_What the task requires_: Repeat every entry exactly. Pictures stay out.

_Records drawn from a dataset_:
---*---

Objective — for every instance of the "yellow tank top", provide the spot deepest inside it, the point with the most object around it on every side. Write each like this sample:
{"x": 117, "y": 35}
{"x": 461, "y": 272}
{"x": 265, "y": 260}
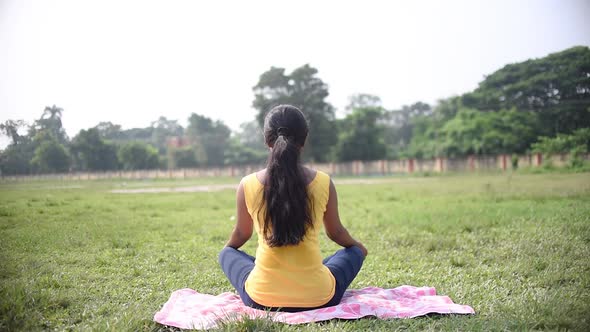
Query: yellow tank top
{"x": 290, "y": 276}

---*---

_Exercise output_:
Objective — for every instance of the "yellow tank top", provide the spot deepest inside it, the point with the most object around it on every side. Write each like this sample:
{"x": 117, "y": 35}
{"x": 461, "y": 272}
{"x": 265, "y": 260}
Query: yellow tank top
{"x": 290, "y": 276}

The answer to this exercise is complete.